TEXT SEGMENT =
Green campaigners and consumers have turned up the heat on European firms such as Unilever, saying these companies’ palm oil suppliers are responsible for deforestation and peatland clearance that can speed up climate change.

“It is Unilever’s decision,” Derom Bangun, vice-chairman of the Indonesian Palm Oil Board, told Reuters by telephone.

“Unilever did not have a supply contract with Duta Palma to begin with. They are safeguarding their supply mechanisms by asking their traders not to buy palm oil from this company after that BBC report.”

The BBC documentary aired this week showed footage of Duta Palma staff clearing rainforests for oil palm estates that produce the vegetable oil used in Unilever products such as Dove soap and Stork margarine.

The documentary also cited Unilever as saying it would stop buying palm oil from Duta Palma.

Officials from Duta Palma and Unilever were not immediately available for comment.

Unilever said last year that an independent audit of palm oil suppliers in early 2009 had highlighted areas of concern to be addressed on an individual basis.

Industry watchers say Unilever’s latest action could make it difficult for buyers and planters to work together in the main industry body aimed at improving palm oil’s green standard, the Roundtable on Sustainable Palm oil (RSPO).

DATASET CONTENT =
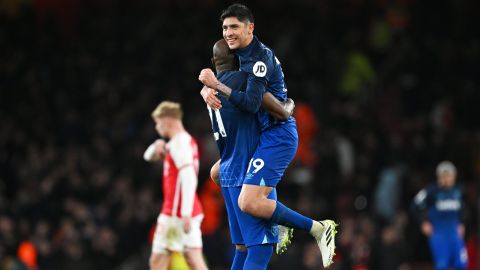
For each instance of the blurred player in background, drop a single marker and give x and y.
(439, 208)
(237, 135)
(279, 139)
(178, 225)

REQUIRED WORK = Pick up the news report on Unilever and Duta Palma palm oil after its final sentence and write the next few paragraphs.

ANSWER BELOW =
Duta Palma and Unilever are both members of RSPO.

“It creates a lot of suspicion between the two groups,” said an RSPO official in Malaysia, who declined to be named due to the sensitivity of the issue.

“But it highlights the difficulty of trying to stay green, especially when the Indonesian government is handing out concessions to develop oil palms.”

Indonesia’s Agriculture Minister Suswono said last year that Indonesia, the world’s top palm oil producer, would still expand estates despite concerns that expansion would contribute to greenhouse gas emissions.

Unilever consumes around 1.3 million metric tons of palm oil each year and has pledged to buy only from certified sustainable plantations from 2015. Indonesia and Malaysia account for at least 80 percent of the world’s palm oil supply.